» **AIM**:
Copy out the material below word for word, leaving out any pictures.

----

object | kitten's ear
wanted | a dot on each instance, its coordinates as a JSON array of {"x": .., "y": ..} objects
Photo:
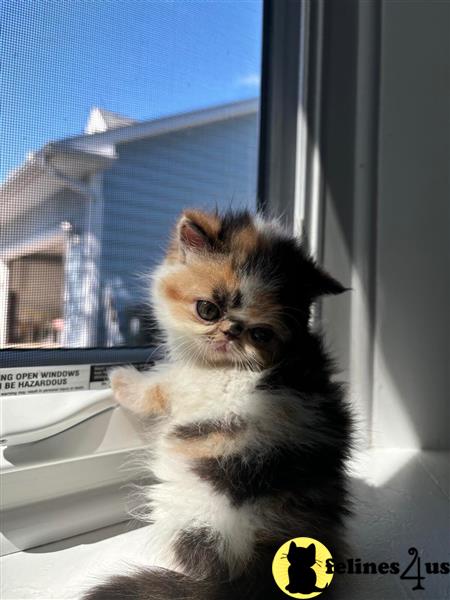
[{"x": 197, "y": 231}]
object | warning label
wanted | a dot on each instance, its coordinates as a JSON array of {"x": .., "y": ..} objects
[{"x": 36, "y": 380}]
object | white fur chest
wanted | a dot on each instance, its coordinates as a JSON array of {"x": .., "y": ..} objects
[{"x": 205, "y": 394}]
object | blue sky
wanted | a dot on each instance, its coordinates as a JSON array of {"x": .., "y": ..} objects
[{"x": 141, "y": 58}]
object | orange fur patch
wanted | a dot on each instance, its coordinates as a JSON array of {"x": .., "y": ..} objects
[
  {"x": 155, "y": 401},
  {"x": 214, "y": 445}
]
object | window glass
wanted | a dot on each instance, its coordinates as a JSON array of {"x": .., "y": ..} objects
[{"x": 115, "y": 115}]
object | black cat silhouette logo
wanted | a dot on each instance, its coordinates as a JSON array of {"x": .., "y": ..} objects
[{"x": 299, "y": 568}]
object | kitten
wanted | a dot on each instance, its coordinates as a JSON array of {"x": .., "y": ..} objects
[{"x": 253, "y": 433}]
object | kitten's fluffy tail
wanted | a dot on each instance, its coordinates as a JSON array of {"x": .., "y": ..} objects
[{"x": 161, "y": 584}]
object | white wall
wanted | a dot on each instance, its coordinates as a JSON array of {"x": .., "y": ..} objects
[{"x": 412, "y": 361}]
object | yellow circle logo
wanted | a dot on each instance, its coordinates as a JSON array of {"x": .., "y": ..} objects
[{"x": 300, "y": 568}]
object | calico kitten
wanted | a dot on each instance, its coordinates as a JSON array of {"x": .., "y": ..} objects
[{"x": 253, "y": 432}]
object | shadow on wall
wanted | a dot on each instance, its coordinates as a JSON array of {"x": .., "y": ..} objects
[{"x": 408, "y": 211}]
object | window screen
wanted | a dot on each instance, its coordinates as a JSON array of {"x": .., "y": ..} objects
[{"x": 115, "y": 115}]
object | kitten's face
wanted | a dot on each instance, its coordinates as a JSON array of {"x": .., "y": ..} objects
[{"x": 233, "y": 290}]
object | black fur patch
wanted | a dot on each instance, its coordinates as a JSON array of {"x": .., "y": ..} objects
[{"x": 196, "y": 551}]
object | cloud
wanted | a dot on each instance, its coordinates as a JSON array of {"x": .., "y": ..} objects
[{"x": 251, "y": 80}]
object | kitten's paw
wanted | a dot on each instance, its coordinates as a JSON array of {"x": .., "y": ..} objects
[
  {"x": 126, "y": 384},
  {"x": 138, "y": 393}
]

----

» **THE REPLY**:
object | kitten's ear
wanted | a dot on each instance, its coordinates as a JSON array of {"x": .., "y": ..} objects
Photo:
[{"x": 197, "y": 231}]
object | warning label
wanted | a dot on each instance, its coordinates as a JSON array of {"x": .., "y": ..} objects
[{"x": 36, "y": 380}]
object | white fur chest
wanted | a dot on each instance, its coordinates as a JSON array of {"x": .., "y": ..} objects
[{"x": 205, "y": 394}]
object | blue sky
wanted | a dot on each instance, its coordinates as a JSON array of {"x": .., "y": ..} objects
[{"x": 141, "y": 58}]
object | orange fur patch
wanted | a dot on each instance, its coordinates as a JSON array of {"x": .., "y": ..} objects
[
  {"x": 155, "y": 401},
  {"x": 214, "y": 445}
]
object | window glass
wanted | a dot on each instance, its coordinates as a JSON array of {"x": .., "y": ..} objects
[{"x": 115, "y": 115}]
object | black cat silhouette logo
wanted | a dot on each instance, its coordinates as a JSON array of {"x": .., "y": ..} objects
[{"x": 299, "y": 568}]
object | kitten
wanted | a dot on each instance, its coordinates as a JSON array of {"x": .., "y": ..} objects
[{"x": 253, "y": 433}]
object | kitten's fluffy tail
wanted | a dot on each instance, its coordinates as a JSON array of {"x": .., "y": ..} objects
[{"x": 161, "y": 584}]
object | white wall
wanted | a dot on each instance, its coordinates as a JSON array of {"x": .., "y": ..} objects
[{"x": 412, "y": 361}]
object | yellow circle logo
wanted | a dot on each instance, its coordinates as a JSON array of {"x": .., "y": ..} objects
[{"x": 300, "y": 568}]
object | calico kitten
wanted | a dot on each instance, its coordinates as a JSON array of {"x": .., "y": ..} objects
[{"x": 253, "y": 432}]
object | shadow on wall
wanted | a dot on each instance, its coordinates as a JSON array of {"x": .., "y": ..} objects
[{"x": 408, "y": 211}]
object | window screen
wanted | a dot on each instance, its coordinates as a JSON array of {"x": .., "y": ..} objects
[{"x": 115, "y": 115}]
object | kitten's face
wanted | a dot on each instance, its coordinates as a JSON array of {"x": .., "y": ..} objects
[{"x": 233, "y": 290}]
object | black fur patch
wanted | a dot on each instance, its coordinates as a JSON array of {"x": .., "y": ..} objects
[{"x": 196, "y": 551}]
object | cloud
wanted | a dot on each instance, its coordinates as a JSON array of {"x": .., "y": ..} objects
[{"x": 251, "y": 80}]
object | kitten's paw
wanted | a dot on each instance, its coordinates as a JSON array of {"x": .., "y": ..} objects
[
  {"x": 126, "y": 384},
  {"x": 138, "y": 393}
]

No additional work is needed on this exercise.